Copy every line of the listing below word for word, leaving out the pictures.
------
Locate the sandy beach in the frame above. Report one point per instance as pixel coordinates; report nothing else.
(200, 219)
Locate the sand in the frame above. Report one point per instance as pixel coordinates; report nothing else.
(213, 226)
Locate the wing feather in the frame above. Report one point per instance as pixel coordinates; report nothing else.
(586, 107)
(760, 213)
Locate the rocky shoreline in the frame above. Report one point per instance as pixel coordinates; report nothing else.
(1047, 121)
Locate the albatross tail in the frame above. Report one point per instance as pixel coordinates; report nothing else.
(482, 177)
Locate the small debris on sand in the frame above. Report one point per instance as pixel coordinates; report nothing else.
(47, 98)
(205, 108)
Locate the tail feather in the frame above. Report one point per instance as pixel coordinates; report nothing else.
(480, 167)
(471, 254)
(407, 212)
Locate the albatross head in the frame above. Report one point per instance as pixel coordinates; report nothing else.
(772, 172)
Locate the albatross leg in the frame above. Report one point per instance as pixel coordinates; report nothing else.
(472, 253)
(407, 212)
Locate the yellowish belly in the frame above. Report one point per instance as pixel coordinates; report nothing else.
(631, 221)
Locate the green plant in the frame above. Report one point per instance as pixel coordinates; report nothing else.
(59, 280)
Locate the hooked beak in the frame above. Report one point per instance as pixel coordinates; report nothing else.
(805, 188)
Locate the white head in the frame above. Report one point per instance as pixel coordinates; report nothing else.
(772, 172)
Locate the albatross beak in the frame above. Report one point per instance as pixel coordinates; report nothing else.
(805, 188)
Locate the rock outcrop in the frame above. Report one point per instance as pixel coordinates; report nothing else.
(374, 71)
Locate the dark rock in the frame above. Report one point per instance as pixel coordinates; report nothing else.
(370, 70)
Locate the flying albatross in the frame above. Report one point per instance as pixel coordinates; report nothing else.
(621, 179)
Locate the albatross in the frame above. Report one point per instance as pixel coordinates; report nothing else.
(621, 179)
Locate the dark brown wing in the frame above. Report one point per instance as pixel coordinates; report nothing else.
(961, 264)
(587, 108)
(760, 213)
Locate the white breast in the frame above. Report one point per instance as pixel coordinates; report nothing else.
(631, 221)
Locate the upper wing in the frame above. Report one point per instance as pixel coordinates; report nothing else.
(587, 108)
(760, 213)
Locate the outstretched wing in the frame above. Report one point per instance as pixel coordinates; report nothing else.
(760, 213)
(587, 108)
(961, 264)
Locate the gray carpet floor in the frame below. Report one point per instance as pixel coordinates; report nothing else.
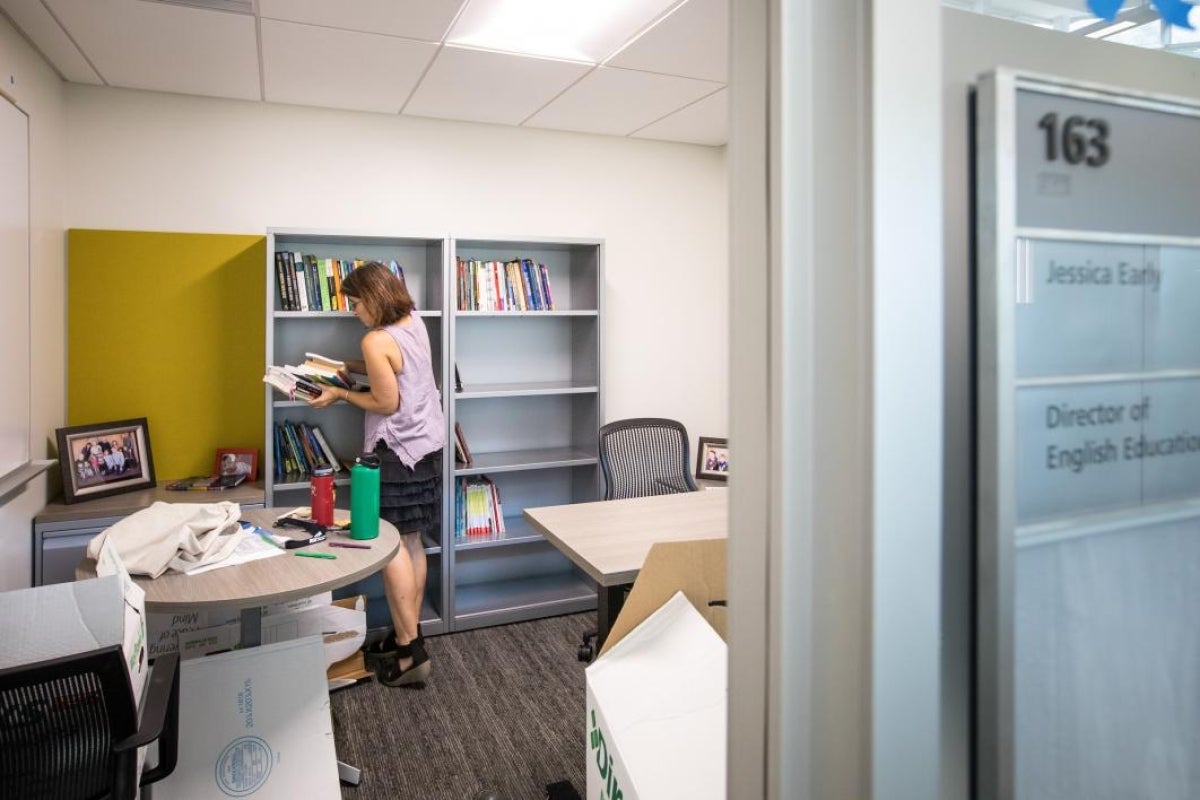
(503, 710)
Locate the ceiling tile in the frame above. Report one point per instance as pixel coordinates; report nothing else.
(165, 48)
(706, 121)
(693, 41)
(340, 68)
(33, 18)
(423, 19)
(483, 86)
(619, 101)
(580, 30)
------
▶ [Correct result]:
Locate the sandy beach in the frame above. Report one point per instance as pixel coordinates; report nothing else.
(200, 219)
Locate the sand in the frame above. Report one point per instance as pixel coordinates; report nothing else.
(213, 226)
Locate the wing feather in the frame above. Report one point per instance as pixel coordinates; report nothing else.
(586, 107)
(760, 213)
Locate the rocky shoreline in the frame above. Report one point per instance as pixel coordinates; report nothing else.
(1047, 121)
Locate the albatross tail in the frame above. Report one point per instance as pixel coordinates; report nothing else.
(482, 177)
Locate the small debris on sand in the frame above. Report one point per instance as pixel coordinates; report nothing else.
(47, 98)
(205, 108)
Locate the tail feather in the frame above. Report one point per instance as pixel coordinates; report nothing else.
(480, 167)
(471, 254)
(407, 212)
Locate the albatross head in the frame above. Report one point per instance as pixel coordinates; report nothing else.
(772, 172)
Locate the albatross leg in the frame above. Report one point per instance as pixel coordinates; report nothing else.
(472, 253)
(407, 212)
Locate the yellowish belly in the frame above. Report one point per instance as pixel coordinates; report nothing else.
(631, 221)
Locate the green plant in the frame above. Report one point per instance as pixel coordinates; report nothing else.
(59, 280)
Locate the hooked beak in the frame above. Report one point per instance as pixel coordinates; report nothing else.
(805, 188)
Locate the white head in the frame above. Report one point per instance as pixel coordinates; report nothing else.
(772, 172)
Locate the albatross beak in the frame above. Report one point per instance as pixel coordinates; report nothing else.
(805, 188)
Locate the rock outcrop in the frame above. Report one point per instance as pixel coordinates; report nothing else.
(374, 71)
Locate the dark rock in the frame above. Report one point per instance as pixel coordinates; report nothing else.
(370, 70)
Locate the flying albatross in the frame above. Report one point per instance as pixel coordinates; report nothing else.
(621, 179)
Locate the albatross in the frame above. Report one point per instance as pixel coordinates; report nothing else.
(621, 179)
Locate the dark brown wing in the frame above. Report one point per instance as pixel coordinates; report nothing else.
(961, 264)
(587, 108)
(760, 213)
Locate the white breast in the frame above. Report one point per instance as pixel coordinates; report nothing else.
(631, 221)
Locate the upper wing in the frame above. Report one point per instance as pixel coordinates; report nothing else.
(587, 108)
(760, 213)
Locate the outstretched wing in the frame above. Report one point per instance as pixel coordinates; report nothing else.
(760, 213)
(587, 108)
(961, 264)
Locate the gray carpet floor in the frame below. Report one point per instance as pixel coordinates; report nothing else.
(503, 710)
Locate the ceiling tile in the frame above. Report one point per instance as pixel coordinates; report nothing else.
(165, 48)
(706, 121)
(693, 41)
(340, 68)
(33, 18)
(423, 19)
(483, 86)
(619, 101)
(580, 30)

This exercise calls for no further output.